Now if you run the program you'll see the error message printed out, and then the proof that this did not stop the program. In many cases, that could be bad; do you really want your program continuing after it has failed in some previous part?

It’s good Rust style to handle errors.

Handling Errors

There are four ways of dealing with errors:

Don't Handle the Error

One way to handle errors is to simply not handle them, expecting them to not occur, as we did above.

Don't Handle the Error, But Panic the Program to a Stop

A marginally better way is to not handle the error, but to stop the program from going any farther. We can do this by forcing the program to "panic" and quit. Try the following code (with your data file still misnamed).

let file_contents = fs::read_to_string("src/data.txt";).unwrap();

When you run the program now, the program crashes. You get essentially the same message as before, but before, the program didn’t panic/crash. Both situations (crashing and not crashing) can be bad, but not crashing, when running with bad/missing data, might turn out worse than just crashing.

— Entries provided —
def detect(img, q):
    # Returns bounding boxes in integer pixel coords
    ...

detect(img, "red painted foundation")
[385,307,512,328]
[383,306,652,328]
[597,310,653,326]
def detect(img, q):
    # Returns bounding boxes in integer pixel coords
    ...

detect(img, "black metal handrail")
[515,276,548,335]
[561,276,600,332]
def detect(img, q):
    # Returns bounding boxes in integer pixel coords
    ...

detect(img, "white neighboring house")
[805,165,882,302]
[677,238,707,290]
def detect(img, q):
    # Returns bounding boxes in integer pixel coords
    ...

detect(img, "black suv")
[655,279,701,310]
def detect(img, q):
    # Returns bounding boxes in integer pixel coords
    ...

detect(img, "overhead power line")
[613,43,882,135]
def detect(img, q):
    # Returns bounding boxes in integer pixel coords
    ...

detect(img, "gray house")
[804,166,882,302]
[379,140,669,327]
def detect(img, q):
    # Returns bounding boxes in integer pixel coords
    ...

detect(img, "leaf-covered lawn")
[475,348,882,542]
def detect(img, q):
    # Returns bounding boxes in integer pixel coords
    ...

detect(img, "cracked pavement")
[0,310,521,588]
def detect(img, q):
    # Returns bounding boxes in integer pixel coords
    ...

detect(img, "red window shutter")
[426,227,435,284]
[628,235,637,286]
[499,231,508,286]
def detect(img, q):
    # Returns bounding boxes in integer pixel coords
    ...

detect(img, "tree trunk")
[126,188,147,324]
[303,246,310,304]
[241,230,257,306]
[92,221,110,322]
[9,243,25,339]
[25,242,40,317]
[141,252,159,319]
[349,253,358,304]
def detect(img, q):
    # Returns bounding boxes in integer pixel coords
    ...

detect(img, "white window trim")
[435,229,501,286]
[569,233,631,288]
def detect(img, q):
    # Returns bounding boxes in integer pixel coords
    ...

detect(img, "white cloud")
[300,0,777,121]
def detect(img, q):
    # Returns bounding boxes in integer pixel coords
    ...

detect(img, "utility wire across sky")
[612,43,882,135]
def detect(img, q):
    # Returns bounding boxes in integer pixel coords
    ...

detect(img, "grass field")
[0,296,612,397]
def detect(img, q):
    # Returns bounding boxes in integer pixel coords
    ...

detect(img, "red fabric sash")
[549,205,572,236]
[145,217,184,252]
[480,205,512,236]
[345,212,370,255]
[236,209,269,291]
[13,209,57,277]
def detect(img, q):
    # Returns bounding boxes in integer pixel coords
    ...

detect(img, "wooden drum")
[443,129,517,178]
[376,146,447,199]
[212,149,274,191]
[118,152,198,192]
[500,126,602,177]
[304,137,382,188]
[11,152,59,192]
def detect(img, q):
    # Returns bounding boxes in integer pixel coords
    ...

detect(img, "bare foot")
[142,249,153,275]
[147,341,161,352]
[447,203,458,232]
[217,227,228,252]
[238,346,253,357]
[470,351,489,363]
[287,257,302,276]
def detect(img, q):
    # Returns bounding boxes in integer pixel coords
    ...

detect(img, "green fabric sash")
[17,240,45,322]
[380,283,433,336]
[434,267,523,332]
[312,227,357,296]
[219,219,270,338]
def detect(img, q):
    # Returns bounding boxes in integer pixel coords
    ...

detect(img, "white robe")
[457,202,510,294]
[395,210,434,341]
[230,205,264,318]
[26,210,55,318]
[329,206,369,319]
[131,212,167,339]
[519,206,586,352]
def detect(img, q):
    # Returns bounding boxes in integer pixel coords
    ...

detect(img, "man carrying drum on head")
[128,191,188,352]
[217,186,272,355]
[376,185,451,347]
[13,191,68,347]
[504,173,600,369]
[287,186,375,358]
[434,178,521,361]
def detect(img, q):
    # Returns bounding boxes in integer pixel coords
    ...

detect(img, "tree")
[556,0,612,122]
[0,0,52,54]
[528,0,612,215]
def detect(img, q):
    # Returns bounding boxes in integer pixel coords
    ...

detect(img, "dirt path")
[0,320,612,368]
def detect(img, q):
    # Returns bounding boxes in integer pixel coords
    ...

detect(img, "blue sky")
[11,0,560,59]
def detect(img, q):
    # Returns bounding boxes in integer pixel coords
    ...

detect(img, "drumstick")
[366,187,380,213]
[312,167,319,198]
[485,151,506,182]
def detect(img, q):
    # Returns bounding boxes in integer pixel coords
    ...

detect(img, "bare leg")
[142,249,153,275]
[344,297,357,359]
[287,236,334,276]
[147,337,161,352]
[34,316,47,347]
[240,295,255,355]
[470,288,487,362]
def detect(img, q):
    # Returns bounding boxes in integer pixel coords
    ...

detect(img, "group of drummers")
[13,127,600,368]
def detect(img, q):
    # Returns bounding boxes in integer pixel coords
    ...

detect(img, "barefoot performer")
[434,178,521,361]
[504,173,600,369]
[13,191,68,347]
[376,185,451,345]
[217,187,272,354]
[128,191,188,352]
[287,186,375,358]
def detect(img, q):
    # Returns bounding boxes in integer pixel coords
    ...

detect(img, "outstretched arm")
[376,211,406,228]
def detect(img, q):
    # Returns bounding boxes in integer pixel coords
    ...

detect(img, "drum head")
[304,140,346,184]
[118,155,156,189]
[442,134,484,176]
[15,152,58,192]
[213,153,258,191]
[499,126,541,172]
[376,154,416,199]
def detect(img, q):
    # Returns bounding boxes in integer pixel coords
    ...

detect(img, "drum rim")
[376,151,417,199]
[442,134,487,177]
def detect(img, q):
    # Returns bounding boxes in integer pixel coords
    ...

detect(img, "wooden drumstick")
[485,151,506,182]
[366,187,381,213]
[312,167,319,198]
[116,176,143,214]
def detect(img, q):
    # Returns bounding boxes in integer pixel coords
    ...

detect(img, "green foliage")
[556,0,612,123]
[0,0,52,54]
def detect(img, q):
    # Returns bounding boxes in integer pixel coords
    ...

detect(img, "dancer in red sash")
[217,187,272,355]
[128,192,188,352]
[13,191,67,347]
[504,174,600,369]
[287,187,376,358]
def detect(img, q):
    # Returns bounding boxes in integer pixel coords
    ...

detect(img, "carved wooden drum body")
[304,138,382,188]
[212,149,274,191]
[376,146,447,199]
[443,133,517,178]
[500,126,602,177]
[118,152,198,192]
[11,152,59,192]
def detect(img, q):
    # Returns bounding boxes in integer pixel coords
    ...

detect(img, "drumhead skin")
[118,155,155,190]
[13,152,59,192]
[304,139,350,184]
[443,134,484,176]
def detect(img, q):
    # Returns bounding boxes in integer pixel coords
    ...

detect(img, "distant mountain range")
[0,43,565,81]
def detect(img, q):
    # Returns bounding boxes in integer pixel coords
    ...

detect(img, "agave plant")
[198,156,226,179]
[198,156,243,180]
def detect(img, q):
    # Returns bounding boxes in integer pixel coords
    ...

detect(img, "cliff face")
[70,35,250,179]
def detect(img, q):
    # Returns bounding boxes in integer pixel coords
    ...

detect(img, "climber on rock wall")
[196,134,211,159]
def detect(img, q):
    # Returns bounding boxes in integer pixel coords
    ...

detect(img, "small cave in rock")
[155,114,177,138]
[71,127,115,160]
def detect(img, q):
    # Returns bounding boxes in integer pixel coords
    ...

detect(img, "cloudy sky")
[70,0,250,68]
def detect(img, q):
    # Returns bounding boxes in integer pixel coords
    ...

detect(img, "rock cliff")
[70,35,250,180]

— Task to complete —
Write out the Rust error-handling text again, starting with "When you run" and going on through "than just crashing.", and put "more harmful" in place of "worse".

— Answer for this exercise —
When you run the program now, the program crashes. You get essentially the same message as before, but before, the program didn’t panic/crash. Both situations (crashing and not crashing) can be bad, but not crashing, when running with bad/missing data, might turn out more harmful than just crashing.